**Problem details**
The complete listing below should be transcribed precisely.

**Supplied material**

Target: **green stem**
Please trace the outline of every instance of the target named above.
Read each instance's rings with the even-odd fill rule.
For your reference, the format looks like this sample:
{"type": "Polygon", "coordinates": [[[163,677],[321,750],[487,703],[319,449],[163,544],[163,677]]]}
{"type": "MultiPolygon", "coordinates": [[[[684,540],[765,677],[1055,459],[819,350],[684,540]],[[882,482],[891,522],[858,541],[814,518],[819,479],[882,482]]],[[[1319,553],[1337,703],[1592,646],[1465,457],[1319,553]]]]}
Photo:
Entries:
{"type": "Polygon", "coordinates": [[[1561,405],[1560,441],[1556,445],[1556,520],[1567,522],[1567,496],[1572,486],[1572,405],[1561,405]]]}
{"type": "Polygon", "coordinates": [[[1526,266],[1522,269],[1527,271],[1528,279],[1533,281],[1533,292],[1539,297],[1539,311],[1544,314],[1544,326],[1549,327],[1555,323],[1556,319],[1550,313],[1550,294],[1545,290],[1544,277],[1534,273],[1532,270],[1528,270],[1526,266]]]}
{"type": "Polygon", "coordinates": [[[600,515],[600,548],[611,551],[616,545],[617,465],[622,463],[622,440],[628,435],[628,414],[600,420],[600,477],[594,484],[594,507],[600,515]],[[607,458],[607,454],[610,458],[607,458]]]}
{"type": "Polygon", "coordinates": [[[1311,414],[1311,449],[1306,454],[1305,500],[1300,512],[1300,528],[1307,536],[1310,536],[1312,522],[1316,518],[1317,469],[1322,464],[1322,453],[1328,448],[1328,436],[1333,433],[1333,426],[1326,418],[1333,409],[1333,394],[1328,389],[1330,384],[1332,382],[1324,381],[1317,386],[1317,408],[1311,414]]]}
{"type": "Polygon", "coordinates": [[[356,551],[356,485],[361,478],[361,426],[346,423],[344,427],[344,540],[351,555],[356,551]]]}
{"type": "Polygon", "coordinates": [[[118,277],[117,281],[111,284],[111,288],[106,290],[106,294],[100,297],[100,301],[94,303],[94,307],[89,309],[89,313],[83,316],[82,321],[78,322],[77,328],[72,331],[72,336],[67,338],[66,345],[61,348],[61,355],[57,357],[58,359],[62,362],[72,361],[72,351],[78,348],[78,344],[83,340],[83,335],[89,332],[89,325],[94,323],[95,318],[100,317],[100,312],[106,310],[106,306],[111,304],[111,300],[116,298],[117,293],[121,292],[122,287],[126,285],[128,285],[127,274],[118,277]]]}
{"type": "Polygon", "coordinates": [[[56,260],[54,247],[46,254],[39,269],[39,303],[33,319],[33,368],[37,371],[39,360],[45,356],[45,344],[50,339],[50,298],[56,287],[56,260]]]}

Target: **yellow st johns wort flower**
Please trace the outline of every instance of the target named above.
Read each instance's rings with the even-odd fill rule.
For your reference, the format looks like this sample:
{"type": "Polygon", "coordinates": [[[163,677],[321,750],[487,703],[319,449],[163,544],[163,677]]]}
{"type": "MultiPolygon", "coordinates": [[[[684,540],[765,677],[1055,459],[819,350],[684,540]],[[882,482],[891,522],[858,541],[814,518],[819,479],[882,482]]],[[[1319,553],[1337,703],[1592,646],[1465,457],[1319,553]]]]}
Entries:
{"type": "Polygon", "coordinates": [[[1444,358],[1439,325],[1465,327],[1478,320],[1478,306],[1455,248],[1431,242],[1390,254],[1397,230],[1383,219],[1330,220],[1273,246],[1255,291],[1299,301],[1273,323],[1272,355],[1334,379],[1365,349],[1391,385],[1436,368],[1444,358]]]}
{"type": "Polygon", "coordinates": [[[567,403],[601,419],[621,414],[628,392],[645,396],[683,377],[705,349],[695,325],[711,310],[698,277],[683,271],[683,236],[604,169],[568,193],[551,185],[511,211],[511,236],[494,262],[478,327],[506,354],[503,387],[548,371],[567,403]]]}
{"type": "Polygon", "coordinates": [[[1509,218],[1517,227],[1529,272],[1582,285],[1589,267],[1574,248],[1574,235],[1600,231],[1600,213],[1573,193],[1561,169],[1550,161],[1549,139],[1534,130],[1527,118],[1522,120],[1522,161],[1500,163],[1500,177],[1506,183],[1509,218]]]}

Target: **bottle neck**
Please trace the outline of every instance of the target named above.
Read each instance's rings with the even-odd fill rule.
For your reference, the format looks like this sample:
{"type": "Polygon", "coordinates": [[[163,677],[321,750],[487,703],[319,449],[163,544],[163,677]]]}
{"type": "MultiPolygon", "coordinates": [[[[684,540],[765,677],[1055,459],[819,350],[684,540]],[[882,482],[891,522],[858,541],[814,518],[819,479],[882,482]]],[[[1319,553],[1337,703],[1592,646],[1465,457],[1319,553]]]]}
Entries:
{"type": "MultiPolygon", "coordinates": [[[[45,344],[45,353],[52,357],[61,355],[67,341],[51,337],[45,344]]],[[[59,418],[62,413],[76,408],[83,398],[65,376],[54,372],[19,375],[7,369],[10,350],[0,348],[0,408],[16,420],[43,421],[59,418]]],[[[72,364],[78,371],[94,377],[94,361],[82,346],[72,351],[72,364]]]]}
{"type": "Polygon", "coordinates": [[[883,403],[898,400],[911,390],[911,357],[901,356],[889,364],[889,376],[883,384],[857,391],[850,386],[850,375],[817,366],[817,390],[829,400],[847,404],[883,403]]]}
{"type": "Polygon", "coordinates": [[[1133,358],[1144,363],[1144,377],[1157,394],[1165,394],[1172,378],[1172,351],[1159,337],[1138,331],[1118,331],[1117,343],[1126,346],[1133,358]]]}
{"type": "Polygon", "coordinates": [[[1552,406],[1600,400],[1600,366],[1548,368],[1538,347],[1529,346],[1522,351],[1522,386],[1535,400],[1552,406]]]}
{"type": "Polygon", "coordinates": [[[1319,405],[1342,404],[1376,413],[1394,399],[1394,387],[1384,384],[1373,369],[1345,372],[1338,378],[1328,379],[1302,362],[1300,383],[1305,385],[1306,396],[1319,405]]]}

**Your solution**
Target: **green stem**
Please trace the outline of every instance of the target named above.
Read each instance's rings with the even-odd fill rule.
For your reference, the format looks like this sample:
{"type": "Polygon", "coordinates": [[[163,677],[321,750],[487,703],[319,449],[163,544],[163,677]]]}
{"type": "MultiPolygon", "coordinates": [[[[684,540],[765,677],[1055,459],[819,350],[684,540]],[[882,482],[891,522],[858,541],[814,518],[819,479],[882,482]]],[[[1319,553],[1337,703],[1592,646],[1465,457],[1319,553]]]]}
Photo:
Entries:
{"type": "Polygon", "coordinates": [[[1561,405],[1560,441],[1556,445],[1556,520],[1567,522],[1567,496],[1572,486],[1572,405],[1561,405]]]}
{"type": "Polygon", "coordinates": [[[1526,266],[1522,269],[1527,271],[1528,279],[1533,281],[1533,292],[1539,297],[1539,311],[1544,314],[1544,326],[1549,327],[1555,323],[1556,319],[1550,313],[1550,294],[1545,290],[1544,277],[1534,273],[1532,270],[1528,270],[1526,266]]]}
{"type": "Polygon", "coordinates": [[[600,515],[600,548],[611,551],[616,545],[617,465],[622,463],[622,440],[628,435],[628,414],[600,420],[600,477],[594,484],[594,507],[600,515]],[[607,458],[607,454],[610,458],[607,458]]]}
{"type": "Polygon", "coordinates": [[[1311,414],[1311,449],[1306,454],[1305,500],[1300,512],[1300,528],[1307,536],[1310,536],[1312,522],[1316,518],[1317,469],[1322,464],[1322,453],[1328,448],[1328,436],[1333,433],[1333,426],[1326,418],[1333,409],[1333,394],[1328,389],[1330,384],[1332,382],[1324,381],[1317,386],[1317,408],[1311,414]]]}
{"type": "Polygon", "coordinates": [[[356,551],[356,485],[361,478],[361,426],[346,423],[344,427],[344,540],[351,555],[356,551]]]}
{"type": "Polygon", "coordinates": [[[118,277],[117,281],[111,284],[111,288],[106,290],[106,294],[100,297],[100,301],[94,303],[94,307],[89,309],[89,313],[83,316],[82,321],[78,322],[77,328],[72,331],[72,336],[67,338],[66,345],[61,348],[61,355],[57,357],[58,359],[62,362],[72,361],[72,351],[78,348],[78,344],[83,340],[83,335],[89,332],[89,325],[94,323],[95,318],[100,317],[100,312],[106,310],[106,306],[111,304],[111,300],[116,298],[117,293],[121,292],[122,287],[126,285],[128,285],[127,274],[118,277]]]}
{"type": "Polygon", "coordinates": [[[56,260],[54,247],[46,254],[39,269],[39,303],[33,319],[33,368],[37,371],[39,360],[45,356],[45,344],[50,339],[50,298],[56,287],[56,260]]]}

Target: **yellow st johns wort flower**
Please trace the outline of every instance of the target named above.
Read each instance's rings with the even-odd fill rule.
For your reference, the format looks like this sample:
{"type": "Polygon", "coordinates": [[[163,677],[321,750],[487,703],[319,449],[163,544],[163,677]]]}
{"type": "MultiPolygon", "coordinates": [[[[684,540],[765,677],[1055,459],[819,350],[684,540]],[[882,482],[891,522],[858,541],[814,518],[819,479],[882,482]]],[[[1319,553],[1337,703],[1592,646],[1465,457],[1319,553]]]]}
Entries:
{"type": "Polygon", "coordinates": [[[1444,358],[1439,325],[1465,327],[1478,320],[1478,306],[1455,248],[1431,242],[1390,254],[1397,230],[1383,219],[1330,220],[1273,246],[1255,291],[1299,301],[1273,323],[1272,355],[1334,379],[1365,349],[1391,385],[1436,368],[1444,358]]]}
{"type": "Polygon", "coordinates": [[[567,403],[601,419],[621,414],[628,392],[645,396],[683,377],[705,349],[695,325],[711,310],[698,277],[683,271],[683,236],[604,169],[568,193],[551,185],[511,211],[511,236],[494,262],[478,327],[506,354],[503,387],[548,371],[567,403]]]}
{"type": "Polygon", "coordinates": [[[1509,218],[1517,227],[1529,272],[1582,285],[1589,267],[1574,248],[1574,235],[1600,231],[1600,213],[1573,193],[1561,169],[1550,161],[1549,139],[1534,130],[1527,118],[1522,120],[1522,161],[1500,163],[1500,177],[1506,183],[1509,218]]]}

Target: **bottle neck**
Please trace the outline of every instance of the target named above.
Read each instance's rings with the even-odd fill rule.
For your reference, the format looks like this sample:
{"type": "Polygon", "coordinates": [[[163,677],[321,750],[487,703],[319,449],[163,544],[163,677]]]}
{"type": "MultiPolygon", "coordinates": [[[[684,540],[765,677],[1055,459],[819,350],[684,540]],[[882,482],[891,522],[858,541],[814,518],[819,479],[882,482]]],[[[1319,553],[1337,703],[1592,646],[1465,457],[1319,553]]]]}
Entries:
{"type": "MultiPolygon", "coordinates": [[[[45,344],[45,353],[52,357],[61,355],[67,341],[51,337],[45,344]]],[[[59,418],[62,413],[76,408],[83,398],[65,376],[54,372],[19,375],[7,369],[10,350],[0,348],[0,408],[16,420],[43,421],[59,418]]],[[[72,364],[78,371],[94,377],[94,361],[82,346],[72,351],[72,364]]]]}
{"type": "Polygon", "coordinates": [[[883,403],[898,400],[911,390],[911,357],[901,356],[889,364],[889,376],[883,384],[857,391],[850,386],[850,375],[817,366],[817,390],[829,400],[847,404],[883,403]]]}
{"type": "Polygon", "coordinates": [[[1133,358],[1144,363],[1144,377],[1157,394],[1165,394],[1172,378],[1172,351],[1159,337],[1138,331],[1118,331],[1117,343],[1126,346],[1133,358]]]}
{"type": "Polygon", "coordinates": [[[1552,406],[1600,400],[1600,366],[1548,368],[1538,347],[1529,346],[1522,351],[1522,386],[1535,400],[1552,406]]]}
{"type": "Polygon", "coordinates": [[[1319,405],[1342,404],[1376,413],[1394,399],[1394,387],[1384,384],[1373,369],[1345,372],[1338,378],[1328,379],[1302,362],[1300,383],[1305,385],[1306,396],[1319,405]]]}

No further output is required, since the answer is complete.